_RECORDS PROVIDED:_
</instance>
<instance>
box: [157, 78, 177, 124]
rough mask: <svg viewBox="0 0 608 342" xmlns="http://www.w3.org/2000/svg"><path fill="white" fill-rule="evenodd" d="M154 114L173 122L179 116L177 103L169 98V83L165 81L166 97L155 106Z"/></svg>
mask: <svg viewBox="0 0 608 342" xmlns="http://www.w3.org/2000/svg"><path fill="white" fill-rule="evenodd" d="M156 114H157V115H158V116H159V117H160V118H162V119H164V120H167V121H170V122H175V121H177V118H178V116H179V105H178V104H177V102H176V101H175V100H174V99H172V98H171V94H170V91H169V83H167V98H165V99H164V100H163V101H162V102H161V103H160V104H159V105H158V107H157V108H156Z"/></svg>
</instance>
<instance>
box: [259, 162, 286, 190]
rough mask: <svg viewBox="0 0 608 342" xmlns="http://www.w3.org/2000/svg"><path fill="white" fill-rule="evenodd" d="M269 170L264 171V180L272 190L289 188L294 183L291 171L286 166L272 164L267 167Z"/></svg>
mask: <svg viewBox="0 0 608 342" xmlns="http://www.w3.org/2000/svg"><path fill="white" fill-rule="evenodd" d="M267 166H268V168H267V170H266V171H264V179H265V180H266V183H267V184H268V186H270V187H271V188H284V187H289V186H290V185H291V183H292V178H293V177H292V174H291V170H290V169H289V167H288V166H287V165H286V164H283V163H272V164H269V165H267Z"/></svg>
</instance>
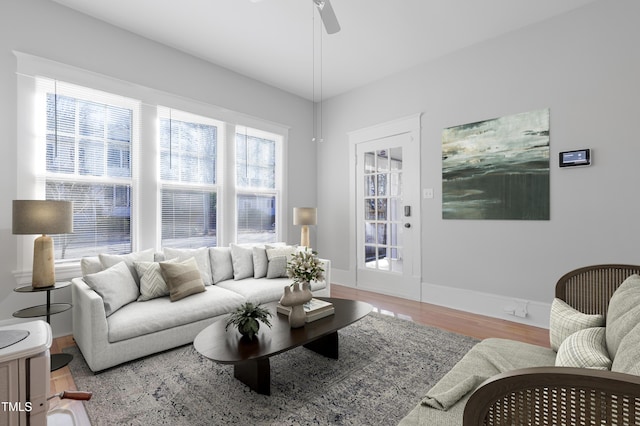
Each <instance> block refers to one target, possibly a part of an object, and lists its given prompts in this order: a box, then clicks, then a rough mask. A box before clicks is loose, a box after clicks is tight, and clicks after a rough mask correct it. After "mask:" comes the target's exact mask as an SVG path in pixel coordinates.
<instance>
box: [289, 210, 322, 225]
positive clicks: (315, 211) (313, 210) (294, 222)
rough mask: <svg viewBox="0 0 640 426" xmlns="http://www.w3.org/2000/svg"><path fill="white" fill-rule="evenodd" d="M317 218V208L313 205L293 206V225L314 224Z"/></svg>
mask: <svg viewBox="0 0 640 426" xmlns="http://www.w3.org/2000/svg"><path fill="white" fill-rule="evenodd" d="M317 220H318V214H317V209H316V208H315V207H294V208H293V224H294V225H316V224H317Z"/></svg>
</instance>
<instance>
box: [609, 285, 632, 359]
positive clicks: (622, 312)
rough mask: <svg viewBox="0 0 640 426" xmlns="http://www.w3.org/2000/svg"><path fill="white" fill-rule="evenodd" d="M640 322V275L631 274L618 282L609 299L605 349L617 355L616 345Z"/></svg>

---

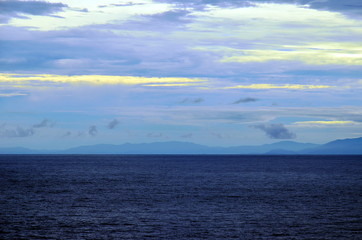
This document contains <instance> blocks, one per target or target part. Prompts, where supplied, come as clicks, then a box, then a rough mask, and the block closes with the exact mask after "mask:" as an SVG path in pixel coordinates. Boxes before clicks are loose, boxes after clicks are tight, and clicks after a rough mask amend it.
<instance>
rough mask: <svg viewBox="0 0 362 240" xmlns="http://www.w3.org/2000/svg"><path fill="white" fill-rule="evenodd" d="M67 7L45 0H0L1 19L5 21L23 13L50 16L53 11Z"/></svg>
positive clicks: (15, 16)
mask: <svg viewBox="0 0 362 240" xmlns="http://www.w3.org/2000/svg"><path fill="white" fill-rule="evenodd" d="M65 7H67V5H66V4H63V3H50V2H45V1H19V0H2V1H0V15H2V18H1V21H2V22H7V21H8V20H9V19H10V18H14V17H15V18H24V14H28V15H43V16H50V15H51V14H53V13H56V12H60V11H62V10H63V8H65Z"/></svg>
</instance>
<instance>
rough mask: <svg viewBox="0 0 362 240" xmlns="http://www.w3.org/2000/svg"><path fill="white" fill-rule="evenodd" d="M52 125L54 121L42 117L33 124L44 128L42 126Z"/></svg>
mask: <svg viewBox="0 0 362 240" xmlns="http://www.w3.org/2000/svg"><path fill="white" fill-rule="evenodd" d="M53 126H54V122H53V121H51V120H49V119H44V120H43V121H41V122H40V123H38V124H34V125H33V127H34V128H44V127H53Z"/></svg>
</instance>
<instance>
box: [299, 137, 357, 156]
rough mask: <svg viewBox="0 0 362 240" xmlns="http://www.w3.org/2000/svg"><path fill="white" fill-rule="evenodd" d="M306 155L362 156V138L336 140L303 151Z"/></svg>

_JOB ITEM:_
Count the lines in the items above that contain the string "positive", treating uppercase and lowercase as different. Reply with the number only.

_RESPONSE TO THE EXERCISE:_
3